• **Reading text**
[start]

The father and daughter start casting spells to compel Charles, but the boy, grateful to the king for healing him, and considering how the Devil never lifted a finger to cure him of the scrofula which a follower of Christ liberated him from, renounces witchcraft and rescues his majesty; the two unrepentant conjurers and their spell book are destroyed.  The story ends with the suggestion that Charles II's commitment to religious tolerance later in his career stems from this weird encounter.

In some ways, "The Liers in Wait" is like a Conan story--Charles is a big strong guy, a leader of men, who finds himself on his own after a misfortune and beset by diabolical sorcerers and an evil seductress, to which Wellman adds some Christian and historical elements.  These real-life components are integral to the plot and atmosphere, and they, as well as the old timey vocabulary Wellman puts in the mouths of his characters, give the story a unique texture and make it more compelling.  The king is likable, and all four characters behave in ways that make sense, and Wellman does a good job describing the creepy setting and the mechanics and effects of the black magic.  An entertaining piece of work.  Thumbs up for "The Liers in Wait!"

Peter Haining included "The Liers in Wait" in his Black Magic Omnibus; when that volume appeared in paperback it was split into two volumes, with Wellman's story in the first.


"Chameleon Man"
by Henry Kuttner 

This looks like a Kuttner story that has never been reprinted.  We love exploring the deep tracks here at MPorcius Fiction Log!  Unfortunately, "Chameleon Man" is an overly long humor piece, page after page of moderately ribald absurdity featuring a few recursive elements and an omniscient narrator who acts as a Greek chorus, commenting on the action of the plot.  The style and some plot elements of "Chameleon Man" are perhaps an imitation of P. G. Wodehouse.  The story's central gimmick is totally inconsistent, giving the story an "anything goes" flavor I did not appreciate; the jokes are weak, and the whole thing is long and repetitive.  Gotta give this one a thumbs down.

Vanderhoff is a guy who works in New York's most expensive women's clothier, a place where rich women and their hen-pecked men come to see fancy dresses and lingerie modelled by young ladies prior to selecting what to purchase.  Many of the gowns on offer are one-of-a-kind.

[end]

[Collection entries]
[start]

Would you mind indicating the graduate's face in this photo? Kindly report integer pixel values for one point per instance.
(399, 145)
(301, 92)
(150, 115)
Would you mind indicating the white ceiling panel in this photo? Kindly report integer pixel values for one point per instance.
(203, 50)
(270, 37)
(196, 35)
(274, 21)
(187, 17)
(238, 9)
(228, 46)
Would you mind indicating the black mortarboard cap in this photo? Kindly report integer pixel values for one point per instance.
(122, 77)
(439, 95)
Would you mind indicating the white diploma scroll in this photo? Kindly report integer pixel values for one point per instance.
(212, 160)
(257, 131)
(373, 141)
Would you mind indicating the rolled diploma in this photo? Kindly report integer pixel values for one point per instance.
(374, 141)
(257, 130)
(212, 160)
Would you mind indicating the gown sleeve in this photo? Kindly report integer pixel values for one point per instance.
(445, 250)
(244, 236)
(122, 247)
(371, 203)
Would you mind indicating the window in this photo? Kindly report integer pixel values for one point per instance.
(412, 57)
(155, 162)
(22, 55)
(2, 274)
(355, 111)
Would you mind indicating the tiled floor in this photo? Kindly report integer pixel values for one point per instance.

[end]

• **Tasks to perform**
[A] Reproduce the records verbatim, starting at the line that contains "Would you mind indicating the black" and going through the last line of the records.
[B] Carry on the story review from the point where it stops.

• **Answers in order**
[A]
Would you mind indicating the black mortarboard cap in this photo? Kindly report integer pixel values for one point per instance.
(122, 77)
(439, 95)
Would you mind indicating the white diploma scroll in this photo? Kindly report integer pixel values for one point per instance.
(212, 160)
(257, 131)
(373, 141)
Would you mind indicating the rolled diploma in this photo? Kindly report integer pixel values for one point per instance.
(374, 141)
(257, 130)
(212, 160)
Would you mind indicating the gown sleeve in this photo? Kindly report integer pixel values for one point per instance.
(445, 250)
(244, 236)
(122, 247)
(371, 203)
Would you mind indicating the window in this photo? Kindly report integer pixel values for one point per instance.
(412, 57)
(155, 162)
(22, 55)
(2, 274)
(355, 111)
Would you mind indicating the tiled floor in this photo? Kindly report integer pixel values for one point per instance.

[B]
Vanderhoff is kind of a loser, a reader of science fiction magazines (Kuttner lists such authors as Verne, Wells, and himself, one of his little jokes) who has no personality of his own and so takes on the personality of those around him, as well as a man with no willpower who can't help but obey those who possess willpower, like his boss, manager of the store.

An irate customer, a red-faced colonel who served in Burma, chews out the manager and, after the colonel leaves, the manager takes out his frustrations on Vanderhoff.  I guess because of all the stress, or because the plot requires it, Vanderhoff's chameleon and yes-man traits manifest themselves in extreme and literal fashion.  Vanderhoff starts expertly mimicking the manager's every angry word and gesture--not voluntarily, mind you, but against his own will.  This apparent mockery further enrages the manager.  Then, after an extended period of precisely repeating the manager's words, when the manager says "I wish you would go drown yourself," Vanderhoff doesn't simply repeat this phrase, but is instead compelled as if by hypnotism to go to the subway station and take the long ride from Manhattan to Coney Island to jump in the ocean and destroy himself.  (Wait, this is Manhattan--couldn't this nut just have walked a few blocks east or west to the river?)

Out on Coney Island, Vanderhoff is diverted from his quest to drown himself by the command of another strong willed individual--a carnival barker--and Vanderhoff gets mixed up in wacky shenanigans at the peep show arcade and the boardwalk freak show.  His chameleon ability becomes even more extreme--when he looks into a coin-operated peep show machine and sees a gorilla abducting a native girl, his body takes on the form of a gorilla!  When he looks at a bearded man he takes on the man's appearance and is assaulted by the man's domineering wife!  At the freak show he takes on the shape of one freak after another.  A drunk attacks Vanderhoff, and our hero learns to control his ability to change his shape and uses this new skill to outfight the drunk.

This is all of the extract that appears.